- _Goal of the exercise_
Turn the lines from the one containing "Can you see the rocky" through the end of the items into a JSON list of strings, with one string per line and blank lines omitted.

- _Available data_
+ + +
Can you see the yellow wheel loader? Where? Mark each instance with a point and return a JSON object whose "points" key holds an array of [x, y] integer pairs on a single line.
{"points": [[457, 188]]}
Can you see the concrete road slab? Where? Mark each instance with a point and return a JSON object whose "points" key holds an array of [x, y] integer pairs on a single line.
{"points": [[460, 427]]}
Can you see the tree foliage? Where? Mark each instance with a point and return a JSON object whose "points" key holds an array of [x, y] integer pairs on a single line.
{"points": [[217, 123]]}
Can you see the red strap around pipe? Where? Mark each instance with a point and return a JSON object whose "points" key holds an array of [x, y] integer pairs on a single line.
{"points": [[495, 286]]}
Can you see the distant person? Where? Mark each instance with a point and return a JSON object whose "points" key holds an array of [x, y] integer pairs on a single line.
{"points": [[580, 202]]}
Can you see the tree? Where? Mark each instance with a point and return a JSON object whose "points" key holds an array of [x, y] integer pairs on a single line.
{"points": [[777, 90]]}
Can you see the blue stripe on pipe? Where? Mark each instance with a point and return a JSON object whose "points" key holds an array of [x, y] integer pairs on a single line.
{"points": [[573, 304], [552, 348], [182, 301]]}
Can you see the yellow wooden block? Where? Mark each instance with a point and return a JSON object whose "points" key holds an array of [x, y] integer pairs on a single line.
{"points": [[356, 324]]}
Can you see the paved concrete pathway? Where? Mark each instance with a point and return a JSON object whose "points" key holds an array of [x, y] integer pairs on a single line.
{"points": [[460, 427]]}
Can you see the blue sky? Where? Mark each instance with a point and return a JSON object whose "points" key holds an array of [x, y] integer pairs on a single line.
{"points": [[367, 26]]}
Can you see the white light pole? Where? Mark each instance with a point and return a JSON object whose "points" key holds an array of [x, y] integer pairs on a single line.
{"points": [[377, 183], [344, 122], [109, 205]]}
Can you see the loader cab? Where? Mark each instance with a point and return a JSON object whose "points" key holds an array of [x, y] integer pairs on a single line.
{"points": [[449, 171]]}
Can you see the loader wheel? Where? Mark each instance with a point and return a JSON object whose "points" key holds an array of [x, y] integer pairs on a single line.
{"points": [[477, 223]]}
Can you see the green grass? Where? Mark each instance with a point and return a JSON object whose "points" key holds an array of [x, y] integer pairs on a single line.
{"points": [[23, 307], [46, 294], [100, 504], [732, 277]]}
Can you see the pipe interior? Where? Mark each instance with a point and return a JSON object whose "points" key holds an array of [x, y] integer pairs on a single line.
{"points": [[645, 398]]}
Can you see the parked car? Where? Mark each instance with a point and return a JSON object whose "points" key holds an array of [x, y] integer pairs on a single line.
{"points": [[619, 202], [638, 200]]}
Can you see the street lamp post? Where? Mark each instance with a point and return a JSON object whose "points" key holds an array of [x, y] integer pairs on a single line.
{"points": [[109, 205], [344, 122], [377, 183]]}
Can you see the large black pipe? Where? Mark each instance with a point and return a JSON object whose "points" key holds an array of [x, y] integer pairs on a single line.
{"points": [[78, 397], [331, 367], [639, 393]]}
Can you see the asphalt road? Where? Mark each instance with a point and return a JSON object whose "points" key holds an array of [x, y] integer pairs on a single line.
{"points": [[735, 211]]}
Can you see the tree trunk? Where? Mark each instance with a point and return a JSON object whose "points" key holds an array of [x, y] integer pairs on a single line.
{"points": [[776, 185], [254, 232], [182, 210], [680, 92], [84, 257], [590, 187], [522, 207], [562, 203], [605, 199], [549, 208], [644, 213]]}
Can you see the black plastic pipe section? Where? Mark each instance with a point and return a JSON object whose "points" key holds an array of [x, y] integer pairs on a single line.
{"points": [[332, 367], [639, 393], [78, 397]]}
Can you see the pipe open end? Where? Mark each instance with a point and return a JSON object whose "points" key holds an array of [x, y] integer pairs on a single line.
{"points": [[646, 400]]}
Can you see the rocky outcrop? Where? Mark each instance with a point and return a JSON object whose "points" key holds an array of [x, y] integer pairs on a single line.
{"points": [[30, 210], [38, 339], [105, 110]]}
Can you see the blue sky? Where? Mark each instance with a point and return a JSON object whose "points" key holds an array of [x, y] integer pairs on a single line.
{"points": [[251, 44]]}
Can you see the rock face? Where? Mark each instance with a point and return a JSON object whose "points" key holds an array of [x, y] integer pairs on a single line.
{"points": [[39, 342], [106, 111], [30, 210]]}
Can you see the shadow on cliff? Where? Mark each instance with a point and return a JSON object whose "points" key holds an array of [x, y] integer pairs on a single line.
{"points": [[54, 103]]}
+ + +
- _Output for this task_
[
  "Can you see the rocky outcrop? Where? Mark each instance with a point and return a JSON object whose \"points\" key holds an array of [x, y] integer pairs on a single line.",
  "{\"points\": [[30, 210], [38, 339], [105, 110]]}",
  "Can you see the blue sky? Where? Mark each instance with a point and return a JSON object whose \"points\" key holds an array of [x, y] integer pairs on a single line.",
  "{\"points\": [[251, 44]]}",
  "Can you see the rock face? Where? Mark each instance with a point and return a JSON object whose \"points\" key holds an array of [x, y] integer pairs on a single line.",
  "{\"points\": [[39, 342], [106, 111], [30, 210]]}",
  "Can you see the shadow on cliff? Where? Mark each instance with a point and return a JSON object whose \"points\" key holds an array of [x, y] integer pairs on a single line.",
  "{\"points\": [[54, 103]]}"
]